Text under study

+ + + + +

# what is this on my dwarf rainbow fish?



## jhj0112 (Jul 30, 2013)

while I was staring at my community tank, I noticed that one of my dwarf rainbow this lump right behind the gill 















I know they have been constantly nipping at each other ( I don't know if it's breeding behavior or just playing. 
what is this lump? can it be just injury from playing or fighting?? is this disease like gill fluke? if so, should I treat the entire tank like Ich? I really hope this is not some kind of contagious disease..


----------



## Steve (Mar 27, 2013)

Well it's not flukes or ich. How is the fish acting? Almost looks like a tumor of some sort by I have no idea..


----------



## jhj0112 (Jul 30, 2013)

thanks steve! I know for sure it's not Ich but wasn't sure about gill fluke. he( or she I'm not sure) is doing fine eating very well very active..


----------



## Reckon (Jul 25, 2012)

I had that before on a couple dwarf rainbows, seem that they're quite susceptible to it. I wasn't successful in treating for it and it will be fatal eventually. Sorting it out earlier will probably be better.

+ + + + +

Point localization data

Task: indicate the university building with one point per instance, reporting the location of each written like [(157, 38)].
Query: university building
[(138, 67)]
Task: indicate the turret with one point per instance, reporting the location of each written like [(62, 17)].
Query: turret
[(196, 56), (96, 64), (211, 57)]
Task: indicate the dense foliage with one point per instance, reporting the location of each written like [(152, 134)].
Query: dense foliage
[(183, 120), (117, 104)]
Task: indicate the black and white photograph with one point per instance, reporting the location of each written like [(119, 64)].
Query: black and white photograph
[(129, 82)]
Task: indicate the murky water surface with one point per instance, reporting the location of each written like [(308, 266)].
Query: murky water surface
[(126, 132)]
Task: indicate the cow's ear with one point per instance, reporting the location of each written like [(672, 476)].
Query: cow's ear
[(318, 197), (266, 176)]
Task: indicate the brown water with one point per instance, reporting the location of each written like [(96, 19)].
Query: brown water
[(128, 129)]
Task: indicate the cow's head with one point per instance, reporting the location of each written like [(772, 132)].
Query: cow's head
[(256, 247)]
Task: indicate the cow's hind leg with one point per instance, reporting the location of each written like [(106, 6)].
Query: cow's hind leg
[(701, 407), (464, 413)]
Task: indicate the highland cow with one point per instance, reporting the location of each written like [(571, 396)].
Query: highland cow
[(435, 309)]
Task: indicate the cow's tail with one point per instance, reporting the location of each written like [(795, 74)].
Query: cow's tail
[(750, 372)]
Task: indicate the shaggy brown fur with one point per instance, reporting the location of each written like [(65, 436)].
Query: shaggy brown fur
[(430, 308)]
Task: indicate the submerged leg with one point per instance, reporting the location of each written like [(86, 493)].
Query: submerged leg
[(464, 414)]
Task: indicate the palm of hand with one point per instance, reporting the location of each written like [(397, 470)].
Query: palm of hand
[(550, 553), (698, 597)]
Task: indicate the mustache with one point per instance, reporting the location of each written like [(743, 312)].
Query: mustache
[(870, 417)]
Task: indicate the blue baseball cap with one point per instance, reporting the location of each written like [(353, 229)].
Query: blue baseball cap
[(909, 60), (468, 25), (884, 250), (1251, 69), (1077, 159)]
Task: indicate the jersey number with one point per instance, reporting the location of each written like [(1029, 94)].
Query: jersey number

+ + + + +

Brief
Write the next part of the forum thread about the lump on the dwarf rainbow fish, continuing after its last post.

Response for this exercise
----------



## CRS Fan (Apr 21, 2010)

I believe it is called lymphocytis. It is a viral aquatic node that is contagious upon bursting.

Respectfully,

Stuart


----------



## jhj0112 (Jul 30, 2013)

thanks stuart! is there any medication that I can use?? do i have to treat the entire tank?

thanks


----------



## Steve (Mar 27, 2013)

Lymphocystis Disease of Fishes, by Dr. Adrian Lawler this article could be helpful. Looks like you best bet is to isolate and hope it doesn't get reinfected or to cull


----------



## jhj0112 (Jul 30, 2013)

thanks everyone! I moved him to a temporary tank.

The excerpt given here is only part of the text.